== Arbeitsauftrag ==
Bitte schreib den Text zum Beweisverwertungsverbot bei Anwesenheits- und Videodaten im Anschluss an seinen letzten Satz weiter.

== Vorliegender Text ==
So ist in der Betriebsvereinbarung über die elektronische Anwesenheitszeiterfassung ausdrücklich vereinbart, dass keine personenbezogene Auswertung von Daten erfolgt. Zu den Videoaufzeichnungen existiert zwar keine Betriebsvereinbarung, allerdings waren die Piktogramme zur Videoüberwachung mit Hinweistexten im Betrieb versehen. In diesen Hinweistexten ist unter der Überschrift „Dauer der Datenspeicherung“ folgende Regelung getroffen:

„Die Daten werden 96 Stunden vorgehalten.“

In beiden Fällen greift aus diesen Gründen ein Beweisverwertungsverbot ein. Zwar gibt es im Arbeitsrecht keine gesetzlichen Bestimmungen über die Verwertbarkeit von Erkenntnissen, die eine Arbeitsvertragspartei rechtswidrig erlangt hat. Ein Verwertungsverbot wird aber von den Arbeitsgerichten aus dem Grundgesetz abgeleitet. Sehr ausführlich wird dies von dem Landesarbeitsgericht auf vielen Seiten in den Urteilsgründen erläutert. Wir möchten uns hier auf das Ergebnis beschränken. Der Arbeitgeber hat in der Betriebsvereinbarung die Auswertung von Daten ausgeschlossen und bei den Videoaufzeichnungen selbst eine längere Speicherung als 96 Stunden verneint. Daher war es ihm verwehrt, sich nun bei der Beweisführung dennoch auf die Daten aus der elektronischen Anwesenheitserfassung oder auch auf Daten, die älter als 96 Stunden waren, zu berufen. Eine Verwertung würde einen Grundrechtsverstoß darstellen. Dies schließt die Beweisführung mit diesen Erkenntnissen aus. Andere Beweismittel hatte aber der Arbeitgeber nicht. Daher konnte er die Kündigung nicht wirksam begründen mit der Folge, dass die Kündigungen unwirksam waren.

== Datensatzauszüge ==
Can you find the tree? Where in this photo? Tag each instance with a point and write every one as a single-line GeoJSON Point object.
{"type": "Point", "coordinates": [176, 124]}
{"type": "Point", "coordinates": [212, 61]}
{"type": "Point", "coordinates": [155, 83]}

--

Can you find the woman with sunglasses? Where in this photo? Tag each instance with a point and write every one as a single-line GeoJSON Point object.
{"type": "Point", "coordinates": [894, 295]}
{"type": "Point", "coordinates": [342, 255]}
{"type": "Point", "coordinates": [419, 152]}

* * *

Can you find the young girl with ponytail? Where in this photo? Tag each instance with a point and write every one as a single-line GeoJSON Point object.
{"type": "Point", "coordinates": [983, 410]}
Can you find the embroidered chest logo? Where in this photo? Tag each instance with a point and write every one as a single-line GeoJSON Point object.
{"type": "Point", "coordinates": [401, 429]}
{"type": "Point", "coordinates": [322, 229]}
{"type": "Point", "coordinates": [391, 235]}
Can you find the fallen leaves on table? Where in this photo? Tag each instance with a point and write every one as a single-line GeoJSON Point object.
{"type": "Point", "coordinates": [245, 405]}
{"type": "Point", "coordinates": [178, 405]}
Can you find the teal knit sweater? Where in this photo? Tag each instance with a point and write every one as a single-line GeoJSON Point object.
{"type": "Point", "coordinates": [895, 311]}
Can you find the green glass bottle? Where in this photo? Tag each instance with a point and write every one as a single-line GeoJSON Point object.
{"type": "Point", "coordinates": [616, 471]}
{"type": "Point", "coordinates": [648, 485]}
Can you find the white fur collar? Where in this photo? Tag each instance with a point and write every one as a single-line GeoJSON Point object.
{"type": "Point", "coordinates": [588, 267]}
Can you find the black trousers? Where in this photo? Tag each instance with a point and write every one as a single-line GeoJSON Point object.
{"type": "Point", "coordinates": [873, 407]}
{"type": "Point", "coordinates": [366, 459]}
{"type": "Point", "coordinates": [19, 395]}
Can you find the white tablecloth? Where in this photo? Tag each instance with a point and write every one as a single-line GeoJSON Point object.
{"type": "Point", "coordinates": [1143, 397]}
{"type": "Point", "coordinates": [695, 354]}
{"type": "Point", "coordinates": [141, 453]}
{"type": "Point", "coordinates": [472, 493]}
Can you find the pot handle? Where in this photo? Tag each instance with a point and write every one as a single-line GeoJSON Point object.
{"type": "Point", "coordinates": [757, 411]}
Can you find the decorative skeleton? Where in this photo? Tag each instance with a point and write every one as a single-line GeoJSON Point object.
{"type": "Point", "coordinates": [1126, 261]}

== Antwort ==
Fazit:

In Betriebsvereinbarungen oder sonstigen betriebsöffentlichen Erklärungen sollten Arbeitgeber nicht vorschnell auf die Nutzung von Erkenntnissen aus diesen technischen Anwendungen verzichten. In Betriebsvereinbarungen empfiehlt es sich beispielsweise, einen Vorbehalt im Hinblick auf Verstöße aufzunehmen. Auch bei Videoaufzeichnungen sollte ein entsprechender Vorbehalt enthalten sein, wenn Hinweistexte vorhanden sind. Nur so können Rechtsnachteile im Rahmen von arbeitsgerichtlichen Verfahren, insbesondere im Hinblick auf die erforderliche Beweisführung, vermieden werden.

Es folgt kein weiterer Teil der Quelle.